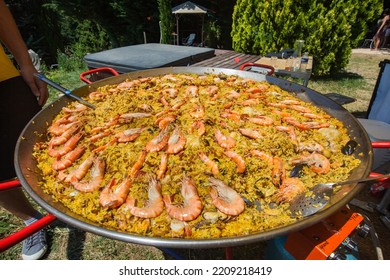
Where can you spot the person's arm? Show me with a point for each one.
(385, 19)
(11, 38)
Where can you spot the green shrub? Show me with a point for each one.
(330, 28)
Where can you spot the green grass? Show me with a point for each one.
(67, 242)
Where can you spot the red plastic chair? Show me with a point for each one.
(25, 232)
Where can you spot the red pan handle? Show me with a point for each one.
(270, 70)
(27, 231)
(83, 76)
(380, 144)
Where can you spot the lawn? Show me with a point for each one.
(67, 242)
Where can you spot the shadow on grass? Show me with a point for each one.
(76, 240)
(337, 77)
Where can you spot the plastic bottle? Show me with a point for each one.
(304, 62)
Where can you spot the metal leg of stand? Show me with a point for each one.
(383, 206)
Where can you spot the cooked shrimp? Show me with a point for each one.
(237, 159)
(103, 147)
(311, 147)
(290, 188)
(80, 172)
(111, 123)
(171, 92)
(192, 90)
(210, 163)
(258, 89)
(305, 125)
(68, 159)
(199, 127)
(180, 228)
(138, 164)
(66, 148)
(315, 116)
(264, 156)
(97, 176)
(126, 85)
(317, 162)
(212, 90)
(289, 129)
(176, 142)
(158, 142)
(164, 101)
(290, 102)
(153, 207)
(231, 115)
(112, 198)
(178, 105)
(61, 125)
(226, 199)
(145, 107)
(278, 171)
(130, 116)
(261, 120)
(198, 112)
(128, 135)
(225, 141)
(192, 205)
(61, 139)
(249, 102)
(100, 135)
(163, 166)
(251, 133)
(233, 94)
(77, 109)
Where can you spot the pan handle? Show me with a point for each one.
(380, 145)
(266, 68)
(27, 231)
(84, 75)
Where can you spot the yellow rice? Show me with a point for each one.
(262, 211)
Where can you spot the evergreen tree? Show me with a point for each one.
(166, 26)
(330, 28)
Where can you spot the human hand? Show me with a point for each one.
(38, 87)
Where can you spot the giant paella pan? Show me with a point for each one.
(189, 157)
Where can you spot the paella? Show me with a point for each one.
(191, 156)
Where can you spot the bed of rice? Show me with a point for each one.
(262, 210)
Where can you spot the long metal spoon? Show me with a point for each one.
(63, 90)
(308, 204)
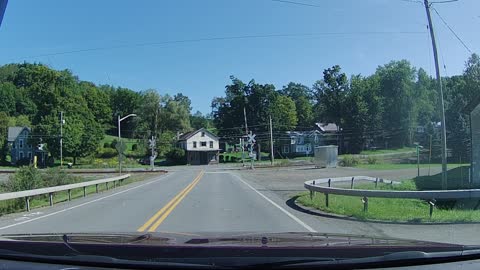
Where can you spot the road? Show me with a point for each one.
(191, 200)
(210, 199)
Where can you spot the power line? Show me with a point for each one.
(451, 30)
(185, 41)
(296, 3)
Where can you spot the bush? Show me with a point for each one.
(107, 153)
(349, 161)
(23, 162)
(176, 156)
(372, 160)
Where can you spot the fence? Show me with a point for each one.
(27, 194)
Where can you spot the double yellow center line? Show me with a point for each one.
(157, 219)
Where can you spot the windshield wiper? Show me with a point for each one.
(406, 258)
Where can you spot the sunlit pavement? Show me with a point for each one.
(208, 199)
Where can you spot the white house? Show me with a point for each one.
(201, 147)
(20, 145)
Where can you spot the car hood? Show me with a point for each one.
(290, 239)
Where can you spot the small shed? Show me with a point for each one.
(474, 111)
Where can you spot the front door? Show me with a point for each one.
(203, 158)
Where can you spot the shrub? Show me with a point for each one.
(23, 162)
(349, 161)
(372, 160)
(107, 153)
(176, 156)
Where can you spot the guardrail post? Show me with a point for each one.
(50, 196)
(27, 203)
(432, 205)
(365, 204)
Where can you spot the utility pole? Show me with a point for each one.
(61, 139)
(430, 156)
(271, 141)
(441, 103)
(245, 118)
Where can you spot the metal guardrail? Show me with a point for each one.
(324, 186)
(51, 190)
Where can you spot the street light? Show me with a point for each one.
(418, 146)
(119, 138)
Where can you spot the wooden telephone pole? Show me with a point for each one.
(440, 92)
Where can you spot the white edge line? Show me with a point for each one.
(85, 203)
(310, 229)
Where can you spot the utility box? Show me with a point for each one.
(326, 156)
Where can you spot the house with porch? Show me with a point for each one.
(302, 143)
(21, 149)
(201, 147)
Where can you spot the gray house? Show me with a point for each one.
(474, 110)
(302, 143)
(19, 143)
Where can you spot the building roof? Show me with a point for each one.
(190, 134)
(327, 127)
(13, 132)
(473, 104)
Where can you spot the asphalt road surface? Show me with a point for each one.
(207, 199)
(193, 200)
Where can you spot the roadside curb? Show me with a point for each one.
(316, 212)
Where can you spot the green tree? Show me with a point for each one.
(301, 95)
(330, 94)
(396, 81)
(7, 100)
(98, 102)
(284, 114)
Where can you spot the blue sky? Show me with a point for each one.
(373, 32)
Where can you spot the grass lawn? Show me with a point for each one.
(43, 200)
(392, 166)
(128, 142)
(405, 210)
(388, 151)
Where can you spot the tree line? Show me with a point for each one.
(384, 109)
(33, 95)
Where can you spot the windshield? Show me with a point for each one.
(357, 118)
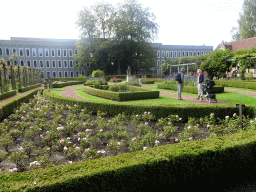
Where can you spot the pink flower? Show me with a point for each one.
(21, 149)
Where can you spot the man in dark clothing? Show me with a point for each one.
(180, 84)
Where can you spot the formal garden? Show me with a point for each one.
(51, 142)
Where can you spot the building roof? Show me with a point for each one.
(240, 44)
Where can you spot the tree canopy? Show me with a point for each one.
(113, 38)
(246, 22)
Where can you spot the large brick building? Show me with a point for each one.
(55, 56)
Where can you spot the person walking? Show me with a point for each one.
(200, 80)
(180, 83)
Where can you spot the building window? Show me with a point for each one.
(53, 64)
(47, 64)
(58, 53)
(53, 52)
(21, 52)
(13, 51)
(65, 63)
(64, 52)
(71, 64)
(59, 64)
(40, 52)
(48, 74)
(35, 65)
(162, 54)
(46, 52)
(27, 50)
(34, 52)
(41, 63)
(70, 52)
(7, 51)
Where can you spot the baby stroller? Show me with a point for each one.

------------------------------------------------------------

→ **GOAL**: All lines from the line containing "Where can you spot the windshield?" through the end of the listing above are to be given again exactly; pictures are not part of the copy.

→ **SOLUTION**:
Where can you spot the windshield? Show me with a point for each one.
(357, 118)
Where can you spot the pink flower? Show me with a point for each one.
(21, 149)
Where can you spot the man in dark clothing? Show me with a point for each one.
(180, 84)
Where can you spot the formal garden? Show me with a point for each one.
(51, 142)
Where can you spot the building roof? Show me with a point for each one.
(240, 44)
Where can you spot the tree canopy? Show me with a point for each one.
(113, 38)
(246, 22)
Where can you spot the large brick building? Show me with a point for each one.
(55, 56)
Where can you spot the person walking? Show me with a point for each one.
(200, 80)
(180, 83)
Where can you spot the building window? Show me with a point for each one.
(53, 64)
(47, 64)
(58, 53)
(53, 52)
(21, 52)
(13, 51)
(65, 63)
(64, 52)
(71, 64)
(59, 64)
(40, 52)
(48, 74)
(35, 65)
(162, 54)
(46, 52)
(27, 50)
(34, 52)
(41, 63)
(70, 52)
(7, 51)
Where can you spot the baby stroller? Show me with a point for each one.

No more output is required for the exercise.